### Problem details
Print the full passage on cesarean scar defects word for word before going on to the entries.

### Study text
Cesarean scar defects (CSDs) represent a growing concern in gynecology due to the global rise in cesarean section (CS) rates. CSD is defined by the International Niche Taskforce as “an indentation at the site of the cesarean scar with a depth of at least 2 mm” at transvaginal ultrasound [1]. While CSD prevalence varies widely, studies suggest that up to 80% of women may develop these defects after CS [2]. CSDs are characterized by myometrial thinning or dehiscence at the site of the cesarean incision and may be the causative factor for several gynecological and obstetrical disorders [1, 2, 3, 4]. They are associated with pelvic pain in up to 50% of cases and abnormal uterine bleeding in up to two-thirds of cases [5]. CSD also seems to increase the risk of obstetric complications, including scar pregnancies, placenta accreta spectrum disorders, and uterine rupture, which has been reported in up to 5% of cases and appears to correlate with the severity of the defect [4, 5, 6].

Surgical approaches to CSD repair, including hysteroscopic, vaginal, and laparoscopic techniques—both conventional and robot-assisted—aim to alleviate symptoms, improve reproductive outcomes, and reduce risks during future pregnancies [2,7]. Preoperative assessment of CSD is essential for determining the most appropriate surgical approach. Two- or three-dimensional transvaginal ultrasound and magnetic resonance imaging are the preferred diagnostic modalities, as they accurately evaluate CSD morphology, dimensions, and residual myometrial thickness (RMT) [1,5,8,9]. Additionally, saline infusion sonohysterography can enhance the diagnosis and characterization of CSD, particularly in cases where intracavitary fluid is absent [5]. In contrast, while hysteroscopy is valuable for confirming the presence of a CSD, it does not appear to be a reliable method for preoperative planning due to its inability to assess RMT accurately [10].

### Record excerpts
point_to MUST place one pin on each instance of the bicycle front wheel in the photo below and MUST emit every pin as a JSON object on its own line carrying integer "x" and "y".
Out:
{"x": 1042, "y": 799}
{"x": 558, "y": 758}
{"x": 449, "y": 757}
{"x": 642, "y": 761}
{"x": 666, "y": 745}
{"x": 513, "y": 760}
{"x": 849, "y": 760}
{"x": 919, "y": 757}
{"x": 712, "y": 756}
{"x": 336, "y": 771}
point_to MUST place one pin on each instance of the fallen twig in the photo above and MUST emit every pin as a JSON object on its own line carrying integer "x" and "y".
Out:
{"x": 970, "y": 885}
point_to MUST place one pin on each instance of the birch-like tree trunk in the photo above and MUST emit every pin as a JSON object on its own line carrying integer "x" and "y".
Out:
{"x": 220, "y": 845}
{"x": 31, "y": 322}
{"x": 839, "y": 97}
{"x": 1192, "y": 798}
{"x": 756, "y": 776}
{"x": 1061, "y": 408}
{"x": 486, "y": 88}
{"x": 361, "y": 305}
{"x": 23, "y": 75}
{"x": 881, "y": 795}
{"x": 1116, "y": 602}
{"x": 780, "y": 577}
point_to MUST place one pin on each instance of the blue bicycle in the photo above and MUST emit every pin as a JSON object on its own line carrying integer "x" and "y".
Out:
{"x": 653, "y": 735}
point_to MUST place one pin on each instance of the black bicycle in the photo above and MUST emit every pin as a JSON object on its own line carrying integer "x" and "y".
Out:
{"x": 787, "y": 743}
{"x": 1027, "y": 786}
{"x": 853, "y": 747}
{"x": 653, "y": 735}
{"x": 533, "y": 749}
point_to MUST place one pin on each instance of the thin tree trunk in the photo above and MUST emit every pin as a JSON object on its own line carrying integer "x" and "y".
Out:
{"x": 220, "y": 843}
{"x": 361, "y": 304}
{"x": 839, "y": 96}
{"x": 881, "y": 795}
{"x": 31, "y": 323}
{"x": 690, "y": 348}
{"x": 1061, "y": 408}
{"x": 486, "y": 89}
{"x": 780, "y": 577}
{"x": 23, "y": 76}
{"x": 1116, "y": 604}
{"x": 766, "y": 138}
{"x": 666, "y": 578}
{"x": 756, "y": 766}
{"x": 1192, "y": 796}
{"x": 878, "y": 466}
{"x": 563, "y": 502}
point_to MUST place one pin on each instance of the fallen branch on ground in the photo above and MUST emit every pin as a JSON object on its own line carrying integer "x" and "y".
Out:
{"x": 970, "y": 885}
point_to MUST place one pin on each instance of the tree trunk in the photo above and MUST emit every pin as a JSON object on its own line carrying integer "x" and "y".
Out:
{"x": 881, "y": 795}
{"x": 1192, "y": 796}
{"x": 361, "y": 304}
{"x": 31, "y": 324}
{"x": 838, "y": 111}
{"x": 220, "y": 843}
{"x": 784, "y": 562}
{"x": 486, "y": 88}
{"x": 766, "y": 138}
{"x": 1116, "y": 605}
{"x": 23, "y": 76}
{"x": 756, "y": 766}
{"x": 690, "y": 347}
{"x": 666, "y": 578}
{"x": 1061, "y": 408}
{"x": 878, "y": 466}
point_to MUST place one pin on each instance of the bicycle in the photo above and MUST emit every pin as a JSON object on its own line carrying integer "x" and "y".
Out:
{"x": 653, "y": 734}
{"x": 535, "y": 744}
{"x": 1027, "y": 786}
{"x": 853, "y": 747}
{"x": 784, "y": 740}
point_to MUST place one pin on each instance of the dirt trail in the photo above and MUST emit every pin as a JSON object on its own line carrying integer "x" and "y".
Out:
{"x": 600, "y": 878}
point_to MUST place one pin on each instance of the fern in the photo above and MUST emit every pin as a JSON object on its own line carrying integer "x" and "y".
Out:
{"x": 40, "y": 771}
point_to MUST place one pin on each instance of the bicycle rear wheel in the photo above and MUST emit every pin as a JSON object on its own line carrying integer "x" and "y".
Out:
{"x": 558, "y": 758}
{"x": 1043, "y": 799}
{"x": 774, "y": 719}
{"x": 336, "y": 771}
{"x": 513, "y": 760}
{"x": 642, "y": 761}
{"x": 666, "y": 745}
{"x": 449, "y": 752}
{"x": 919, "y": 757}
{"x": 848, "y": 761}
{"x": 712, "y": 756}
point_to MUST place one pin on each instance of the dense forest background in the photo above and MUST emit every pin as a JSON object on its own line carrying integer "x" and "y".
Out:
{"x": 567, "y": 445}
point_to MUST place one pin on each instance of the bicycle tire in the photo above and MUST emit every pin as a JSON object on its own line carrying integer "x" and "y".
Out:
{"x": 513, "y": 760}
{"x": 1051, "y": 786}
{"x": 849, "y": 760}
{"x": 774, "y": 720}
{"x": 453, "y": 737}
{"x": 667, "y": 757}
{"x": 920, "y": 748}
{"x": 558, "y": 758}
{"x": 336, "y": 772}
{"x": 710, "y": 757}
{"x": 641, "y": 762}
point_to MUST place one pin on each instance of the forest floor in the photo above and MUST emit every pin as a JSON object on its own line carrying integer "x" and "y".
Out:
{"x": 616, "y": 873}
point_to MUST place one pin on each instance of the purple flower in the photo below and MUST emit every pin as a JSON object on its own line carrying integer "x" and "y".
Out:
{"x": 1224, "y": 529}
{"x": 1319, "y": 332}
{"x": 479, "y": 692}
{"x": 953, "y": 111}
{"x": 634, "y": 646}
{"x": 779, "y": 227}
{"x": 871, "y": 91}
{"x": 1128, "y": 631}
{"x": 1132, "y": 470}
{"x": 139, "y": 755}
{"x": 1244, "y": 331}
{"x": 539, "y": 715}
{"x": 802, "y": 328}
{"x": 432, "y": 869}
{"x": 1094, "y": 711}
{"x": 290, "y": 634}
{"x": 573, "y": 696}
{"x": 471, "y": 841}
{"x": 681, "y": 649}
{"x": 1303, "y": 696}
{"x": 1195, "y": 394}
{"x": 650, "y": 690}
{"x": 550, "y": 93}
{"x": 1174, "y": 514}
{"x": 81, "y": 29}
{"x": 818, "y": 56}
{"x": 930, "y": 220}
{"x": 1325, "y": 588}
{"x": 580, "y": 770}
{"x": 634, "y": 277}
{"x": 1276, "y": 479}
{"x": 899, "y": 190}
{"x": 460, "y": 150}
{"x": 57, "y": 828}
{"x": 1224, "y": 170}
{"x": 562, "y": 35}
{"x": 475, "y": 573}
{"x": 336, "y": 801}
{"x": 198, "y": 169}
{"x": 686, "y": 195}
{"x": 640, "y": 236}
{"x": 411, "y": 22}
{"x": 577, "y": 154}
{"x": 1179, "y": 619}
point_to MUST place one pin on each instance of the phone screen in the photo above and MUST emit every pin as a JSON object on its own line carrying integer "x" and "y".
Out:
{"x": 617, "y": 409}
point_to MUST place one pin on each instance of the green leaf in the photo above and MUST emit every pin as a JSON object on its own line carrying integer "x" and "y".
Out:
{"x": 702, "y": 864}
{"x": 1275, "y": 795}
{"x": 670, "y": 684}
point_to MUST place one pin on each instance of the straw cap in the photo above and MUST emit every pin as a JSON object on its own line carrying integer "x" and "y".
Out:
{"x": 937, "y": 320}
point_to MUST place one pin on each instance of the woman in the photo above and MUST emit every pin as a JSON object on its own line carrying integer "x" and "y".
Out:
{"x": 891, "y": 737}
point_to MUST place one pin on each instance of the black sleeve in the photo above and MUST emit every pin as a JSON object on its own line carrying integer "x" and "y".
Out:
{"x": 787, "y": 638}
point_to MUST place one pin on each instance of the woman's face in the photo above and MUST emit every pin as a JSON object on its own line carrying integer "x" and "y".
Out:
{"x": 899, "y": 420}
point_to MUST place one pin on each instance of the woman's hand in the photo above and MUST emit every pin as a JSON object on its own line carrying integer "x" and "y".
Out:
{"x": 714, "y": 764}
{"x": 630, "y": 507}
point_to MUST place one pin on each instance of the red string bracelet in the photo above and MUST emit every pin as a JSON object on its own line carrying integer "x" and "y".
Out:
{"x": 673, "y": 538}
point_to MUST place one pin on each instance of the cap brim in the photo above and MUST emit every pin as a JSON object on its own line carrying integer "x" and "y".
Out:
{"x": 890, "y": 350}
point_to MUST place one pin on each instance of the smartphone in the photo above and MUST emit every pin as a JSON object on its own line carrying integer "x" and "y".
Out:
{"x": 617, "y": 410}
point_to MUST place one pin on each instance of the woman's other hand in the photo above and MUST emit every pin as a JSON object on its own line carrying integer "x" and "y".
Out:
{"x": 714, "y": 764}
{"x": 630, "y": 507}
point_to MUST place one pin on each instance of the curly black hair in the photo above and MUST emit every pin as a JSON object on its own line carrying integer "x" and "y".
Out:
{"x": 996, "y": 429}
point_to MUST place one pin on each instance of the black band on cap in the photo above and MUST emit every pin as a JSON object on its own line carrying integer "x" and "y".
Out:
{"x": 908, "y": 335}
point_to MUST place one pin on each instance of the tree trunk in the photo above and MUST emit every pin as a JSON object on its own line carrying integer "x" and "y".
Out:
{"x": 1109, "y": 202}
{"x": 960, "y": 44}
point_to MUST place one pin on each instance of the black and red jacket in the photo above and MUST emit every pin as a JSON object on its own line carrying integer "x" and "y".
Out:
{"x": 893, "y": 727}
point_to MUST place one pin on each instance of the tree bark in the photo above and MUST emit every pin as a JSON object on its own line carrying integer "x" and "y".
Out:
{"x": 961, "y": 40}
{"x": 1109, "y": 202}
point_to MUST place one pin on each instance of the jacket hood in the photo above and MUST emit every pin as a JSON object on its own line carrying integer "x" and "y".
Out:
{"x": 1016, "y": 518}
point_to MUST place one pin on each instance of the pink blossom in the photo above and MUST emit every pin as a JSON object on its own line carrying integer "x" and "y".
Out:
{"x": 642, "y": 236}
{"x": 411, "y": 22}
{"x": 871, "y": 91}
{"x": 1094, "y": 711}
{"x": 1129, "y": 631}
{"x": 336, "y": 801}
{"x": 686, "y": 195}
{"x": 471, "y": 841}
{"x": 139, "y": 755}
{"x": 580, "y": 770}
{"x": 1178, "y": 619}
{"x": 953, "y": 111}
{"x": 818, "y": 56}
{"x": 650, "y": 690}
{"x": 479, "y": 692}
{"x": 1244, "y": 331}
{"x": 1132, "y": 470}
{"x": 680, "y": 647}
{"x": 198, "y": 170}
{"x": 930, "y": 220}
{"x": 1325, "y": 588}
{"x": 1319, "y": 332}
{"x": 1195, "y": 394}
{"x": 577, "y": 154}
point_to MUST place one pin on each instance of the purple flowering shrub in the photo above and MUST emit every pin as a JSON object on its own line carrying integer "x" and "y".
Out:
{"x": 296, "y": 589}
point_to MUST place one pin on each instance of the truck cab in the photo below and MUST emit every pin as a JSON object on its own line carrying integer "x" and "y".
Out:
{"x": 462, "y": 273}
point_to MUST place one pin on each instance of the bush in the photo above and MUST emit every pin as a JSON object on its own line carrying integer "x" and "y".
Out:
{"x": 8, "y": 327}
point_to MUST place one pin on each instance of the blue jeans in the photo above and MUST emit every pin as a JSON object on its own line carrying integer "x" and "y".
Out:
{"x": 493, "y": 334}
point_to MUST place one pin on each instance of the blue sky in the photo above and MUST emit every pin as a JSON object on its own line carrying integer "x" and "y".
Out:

### Result for this task
Cesarean scar defects (CSDs) represent a growing concern in gynecology due to the global rise in cesarean section (CS) rates. CSD is defined by the International Niche Taskforce as “an indentation at the site of the cesarean scar with a depth of at least 2 mm” at transvaginal ultrasound [1]. While CSD prevalence varies widely, studies suggest that up to 80% of women may develop these defects after CS [2]. CSDs are characterized by myometrial thinning or dehiscence at the site of the cesarean incision and may be the causative factor for several gynecological and obstetrical disorders [1, 2, 3, 4]. They are associated with pelvic pain in up to 50% of cases and abnormal uterine bleeding in up to two-thirds of cases [5]. CSD also seems to increase the risk of obstetric complications, including scar pregnancies, placenta accreta spectrum disorders, and uterine rupture, which has been reported in up to 5% of cases and appears to correlate with the severity of the defect [4, 5, 6].

Surgical approaches to CSD repair, including hysteroscopic, vaginal, and laparoscopic techniques—both conventional and robot-assisted—aim to alleviate symptoms, improve reproductive outcomes, and reduce risks during future pregnancies [2,7]. Preoperative assessment of CSD is essential for determining the most appropriate surgical approach. Two- or three-dimensional transvaginal ultrasound and magnetic resonance imaging are the preferred diagnostic modalities, as they accurately evaluate CSD morphology, dimensions, and residual myometrial thickness (RMT) [1,5,8,9]. Additionally, saline infusion sonohysterography can enhance the diagnosis and characterization of CSD, particularly in cases where intracavitary fluid is absent [5]. In contrast, while hysteroscopy is valuable for confirming the presence of a CSD, it does not appear to be a reliable method for preoperative planning due to its inability to assess RMT accurately [10].